_Records for the task_.
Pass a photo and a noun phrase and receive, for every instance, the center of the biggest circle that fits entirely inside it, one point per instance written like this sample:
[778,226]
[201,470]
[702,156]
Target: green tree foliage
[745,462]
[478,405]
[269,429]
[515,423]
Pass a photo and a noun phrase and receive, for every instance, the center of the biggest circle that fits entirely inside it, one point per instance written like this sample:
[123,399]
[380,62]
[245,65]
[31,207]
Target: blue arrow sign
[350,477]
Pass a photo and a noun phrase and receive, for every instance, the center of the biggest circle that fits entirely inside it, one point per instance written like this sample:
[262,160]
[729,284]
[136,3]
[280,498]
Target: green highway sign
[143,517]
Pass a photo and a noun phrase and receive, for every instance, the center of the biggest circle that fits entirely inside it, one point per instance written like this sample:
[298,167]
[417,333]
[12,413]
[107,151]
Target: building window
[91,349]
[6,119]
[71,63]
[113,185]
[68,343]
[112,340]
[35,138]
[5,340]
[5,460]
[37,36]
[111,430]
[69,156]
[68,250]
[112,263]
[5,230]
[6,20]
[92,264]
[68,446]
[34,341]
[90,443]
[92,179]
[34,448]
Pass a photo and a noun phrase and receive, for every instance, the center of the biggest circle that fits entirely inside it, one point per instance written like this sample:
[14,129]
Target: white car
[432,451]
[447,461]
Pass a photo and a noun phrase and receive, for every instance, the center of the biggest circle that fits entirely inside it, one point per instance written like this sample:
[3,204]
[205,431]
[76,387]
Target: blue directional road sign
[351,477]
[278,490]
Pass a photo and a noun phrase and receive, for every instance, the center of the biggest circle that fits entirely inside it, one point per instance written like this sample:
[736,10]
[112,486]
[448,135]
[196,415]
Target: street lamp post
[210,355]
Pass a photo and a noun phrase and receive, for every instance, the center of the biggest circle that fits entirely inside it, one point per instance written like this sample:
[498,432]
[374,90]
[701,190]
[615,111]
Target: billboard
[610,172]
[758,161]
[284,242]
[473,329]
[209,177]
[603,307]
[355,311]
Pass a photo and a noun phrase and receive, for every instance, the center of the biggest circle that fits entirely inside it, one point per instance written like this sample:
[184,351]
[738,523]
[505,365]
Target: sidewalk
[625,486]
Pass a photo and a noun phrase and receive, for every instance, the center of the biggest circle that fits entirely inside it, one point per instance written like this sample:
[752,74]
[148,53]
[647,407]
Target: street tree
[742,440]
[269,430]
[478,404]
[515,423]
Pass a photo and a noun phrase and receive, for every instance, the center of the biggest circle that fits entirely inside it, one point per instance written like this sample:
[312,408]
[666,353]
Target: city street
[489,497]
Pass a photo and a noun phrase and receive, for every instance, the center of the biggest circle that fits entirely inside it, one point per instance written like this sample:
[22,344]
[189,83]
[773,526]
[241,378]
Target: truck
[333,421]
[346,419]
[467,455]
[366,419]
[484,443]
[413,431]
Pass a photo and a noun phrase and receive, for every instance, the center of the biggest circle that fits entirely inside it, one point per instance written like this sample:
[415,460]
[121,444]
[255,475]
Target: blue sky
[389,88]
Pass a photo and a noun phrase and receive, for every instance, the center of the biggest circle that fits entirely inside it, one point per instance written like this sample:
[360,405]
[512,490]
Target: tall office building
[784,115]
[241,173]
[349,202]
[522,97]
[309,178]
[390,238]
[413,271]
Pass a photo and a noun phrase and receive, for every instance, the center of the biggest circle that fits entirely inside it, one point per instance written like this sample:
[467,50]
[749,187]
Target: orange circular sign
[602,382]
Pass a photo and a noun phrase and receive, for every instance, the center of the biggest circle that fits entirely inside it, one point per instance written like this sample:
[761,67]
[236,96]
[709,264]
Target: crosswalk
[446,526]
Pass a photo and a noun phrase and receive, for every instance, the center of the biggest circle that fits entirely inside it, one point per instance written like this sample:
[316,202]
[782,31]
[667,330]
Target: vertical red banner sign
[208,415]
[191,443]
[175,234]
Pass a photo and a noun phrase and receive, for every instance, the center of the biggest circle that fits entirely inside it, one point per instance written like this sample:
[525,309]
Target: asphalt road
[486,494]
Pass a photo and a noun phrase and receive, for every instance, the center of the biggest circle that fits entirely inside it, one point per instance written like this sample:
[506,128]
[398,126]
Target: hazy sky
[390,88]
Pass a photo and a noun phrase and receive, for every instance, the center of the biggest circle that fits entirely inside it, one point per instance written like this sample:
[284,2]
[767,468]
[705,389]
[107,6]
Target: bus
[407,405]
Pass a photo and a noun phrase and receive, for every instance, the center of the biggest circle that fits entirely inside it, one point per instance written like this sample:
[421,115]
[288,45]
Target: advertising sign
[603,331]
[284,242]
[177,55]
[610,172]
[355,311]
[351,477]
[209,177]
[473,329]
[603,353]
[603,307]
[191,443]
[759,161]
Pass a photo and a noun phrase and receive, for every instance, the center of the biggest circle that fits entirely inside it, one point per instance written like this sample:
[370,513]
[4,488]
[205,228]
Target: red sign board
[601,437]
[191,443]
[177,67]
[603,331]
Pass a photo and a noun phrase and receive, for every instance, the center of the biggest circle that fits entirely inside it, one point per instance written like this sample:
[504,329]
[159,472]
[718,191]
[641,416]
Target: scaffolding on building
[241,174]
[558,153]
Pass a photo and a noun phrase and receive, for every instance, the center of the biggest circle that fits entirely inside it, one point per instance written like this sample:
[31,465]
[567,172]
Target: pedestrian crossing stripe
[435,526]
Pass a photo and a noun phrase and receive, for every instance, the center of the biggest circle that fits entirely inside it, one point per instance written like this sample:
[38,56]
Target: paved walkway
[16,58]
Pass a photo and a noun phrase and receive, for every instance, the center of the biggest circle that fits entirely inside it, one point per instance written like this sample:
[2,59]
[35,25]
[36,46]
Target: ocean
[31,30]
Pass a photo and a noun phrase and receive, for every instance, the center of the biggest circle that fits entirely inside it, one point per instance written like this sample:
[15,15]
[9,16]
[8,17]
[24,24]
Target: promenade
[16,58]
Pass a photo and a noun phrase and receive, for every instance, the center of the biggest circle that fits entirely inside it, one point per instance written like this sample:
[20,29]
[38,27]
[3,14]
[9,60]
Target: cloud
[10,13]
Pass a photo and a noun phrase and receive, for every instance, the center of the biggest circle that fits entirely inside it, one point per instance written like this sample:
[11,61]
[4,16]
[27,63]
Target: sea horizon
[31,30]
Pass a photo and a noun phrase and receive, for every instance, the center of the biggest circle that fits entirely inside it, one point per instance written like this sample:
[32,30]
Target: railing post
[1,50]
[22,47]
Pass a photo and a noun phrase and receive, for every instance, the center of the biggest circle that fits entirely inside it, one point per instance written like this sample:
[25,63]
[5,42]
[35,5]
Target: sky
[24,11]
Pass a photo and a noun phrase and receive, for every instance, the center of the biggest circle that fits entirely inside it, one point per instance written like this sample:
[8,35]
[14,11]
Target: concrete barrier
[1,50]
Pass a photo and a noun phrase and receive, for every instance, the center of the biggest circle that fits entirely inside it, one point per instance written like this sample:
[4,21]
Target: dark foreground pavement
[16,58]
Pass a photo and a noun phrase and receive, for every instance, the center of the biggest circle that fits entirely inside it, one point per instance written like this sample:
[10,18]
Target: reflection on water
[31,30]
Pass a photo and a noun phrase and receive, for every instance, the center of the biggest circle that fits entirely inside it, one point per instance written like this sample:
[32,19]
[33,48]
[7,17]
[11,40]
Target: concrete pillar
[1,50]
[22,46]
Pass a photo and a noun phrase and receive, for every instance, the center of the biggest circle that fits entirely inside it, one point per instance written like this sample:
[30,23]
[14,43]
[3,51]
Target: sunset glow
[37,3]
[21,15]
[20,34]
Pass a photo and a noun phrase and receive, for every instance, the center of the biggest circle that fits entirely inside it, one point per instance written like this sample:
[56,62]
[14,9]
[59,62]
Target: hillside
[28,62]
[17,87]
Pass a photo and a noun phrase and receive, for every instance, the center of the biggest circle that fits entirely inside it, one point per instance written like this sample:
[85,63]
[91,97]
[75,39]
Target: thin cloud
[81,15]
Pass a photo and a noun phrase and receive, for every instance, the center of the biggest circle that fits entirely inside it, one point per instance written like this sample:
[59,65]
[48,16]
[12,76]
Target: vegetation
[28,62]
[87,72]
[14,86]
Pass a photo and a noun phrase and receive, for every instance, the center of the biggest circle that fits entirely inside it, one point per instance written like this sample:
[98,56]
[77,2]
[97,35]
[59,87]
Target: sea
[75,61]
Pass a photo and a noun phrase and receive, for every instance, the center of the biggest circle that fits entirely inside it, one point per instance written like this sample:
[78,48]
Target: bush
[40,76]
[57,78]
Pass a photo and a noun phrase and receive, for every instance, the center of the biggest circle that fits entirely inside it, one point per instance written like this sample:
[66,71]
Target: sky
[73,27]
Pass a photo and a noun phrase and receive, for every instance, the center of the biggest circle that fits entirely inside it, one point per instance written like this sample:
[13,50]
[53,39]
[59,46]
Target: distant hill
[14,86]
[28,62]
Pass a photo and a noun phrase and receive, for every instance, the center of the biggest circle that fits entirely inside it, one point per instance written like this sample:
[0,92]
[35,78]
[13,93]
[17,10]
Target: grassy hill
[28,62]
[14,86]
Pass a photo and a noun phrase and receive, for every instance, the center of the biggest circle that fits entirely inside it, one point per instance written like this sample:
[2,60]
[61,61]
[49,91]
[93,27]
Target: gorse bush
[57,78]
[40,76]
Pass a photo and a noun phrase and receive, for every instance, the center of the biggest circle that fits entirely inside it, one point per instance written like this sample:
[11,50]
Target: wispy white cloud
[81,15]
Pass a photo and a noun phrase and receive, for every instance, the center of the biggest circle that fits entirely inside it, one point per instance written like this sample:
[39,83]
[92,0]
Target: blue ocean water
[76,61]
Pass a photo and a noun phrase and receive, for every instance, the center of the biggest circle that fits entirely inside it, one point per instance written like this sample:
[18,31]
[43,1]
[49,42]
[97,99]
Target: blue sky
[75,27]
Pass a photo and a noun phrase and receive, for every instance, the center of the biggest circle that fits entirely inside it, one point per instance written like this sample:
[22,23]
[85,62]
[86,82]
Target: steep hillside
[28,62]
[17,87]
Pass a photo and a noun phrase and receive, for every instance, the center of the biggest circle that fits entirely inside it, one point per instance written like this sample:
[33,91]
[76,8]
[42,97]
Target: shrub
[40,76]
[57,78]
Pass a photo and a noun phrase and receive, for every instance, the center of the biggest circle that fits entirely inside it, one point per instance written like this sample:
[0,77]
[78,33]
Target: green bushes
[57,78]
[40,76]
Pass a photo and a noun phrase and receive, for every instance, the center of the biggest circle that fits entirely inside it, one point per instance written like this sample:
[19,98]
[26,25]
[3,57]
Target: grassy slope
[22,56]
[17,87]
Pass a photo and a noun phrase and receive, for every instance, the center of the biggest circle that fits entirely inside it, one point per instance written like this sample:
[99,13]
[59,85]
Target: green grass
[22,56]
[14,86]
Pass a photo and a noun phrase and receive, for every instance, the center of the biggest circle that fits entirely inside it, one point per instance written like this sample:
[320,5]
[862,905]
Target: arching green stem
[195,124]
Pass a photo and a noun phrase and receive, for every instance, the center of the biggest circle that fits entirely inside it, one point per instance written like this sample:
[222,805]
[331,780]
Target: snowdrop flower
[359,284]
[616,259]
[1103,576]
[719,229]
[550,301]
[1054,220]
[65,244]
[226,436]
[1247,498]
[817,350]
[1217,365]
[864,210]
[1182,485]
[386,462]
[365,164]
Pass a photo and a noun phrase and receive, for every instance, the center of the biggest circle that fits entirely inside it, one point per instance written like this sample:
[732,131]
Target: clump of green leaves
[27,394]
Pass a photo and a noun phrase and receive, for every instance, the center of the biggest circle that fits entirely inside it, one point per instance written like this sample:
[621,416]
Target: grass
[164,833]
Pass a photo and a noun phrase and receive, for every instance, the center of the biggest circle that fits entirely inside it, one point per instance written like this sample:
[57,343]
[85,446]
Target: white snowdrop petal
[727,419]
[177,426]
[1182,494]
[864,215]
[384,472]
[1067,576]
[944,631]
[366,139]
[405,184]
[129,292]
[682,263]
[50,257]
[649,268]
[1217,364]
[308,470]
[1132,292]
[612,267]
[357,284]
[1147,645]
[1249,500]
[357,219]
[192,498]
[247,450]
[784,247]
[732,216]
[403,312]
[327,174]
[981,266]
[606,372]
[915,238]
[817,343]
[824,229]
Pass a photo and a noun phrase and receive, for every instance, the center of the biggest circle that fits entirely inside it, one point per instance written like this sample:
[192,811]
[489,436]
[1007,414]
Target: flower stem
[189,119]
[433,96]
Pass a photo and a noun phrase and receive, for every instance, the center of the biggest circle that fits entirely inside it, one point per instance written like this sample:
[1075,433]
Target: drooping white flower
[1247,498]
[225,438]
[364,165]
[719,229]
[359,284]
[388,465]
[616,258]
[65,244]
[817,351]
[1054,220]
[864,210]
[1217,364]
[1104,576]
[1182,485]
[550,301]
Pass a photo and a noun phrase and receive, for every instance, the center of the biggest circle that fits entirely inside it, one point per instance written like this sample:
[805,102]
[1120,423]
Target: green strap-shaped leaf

_Required task_. Pick out every line above that contains the word "snowdrop", and copy each one in full.

_Final result_.
Target: snowdrop flower
Target: white snowdrop petal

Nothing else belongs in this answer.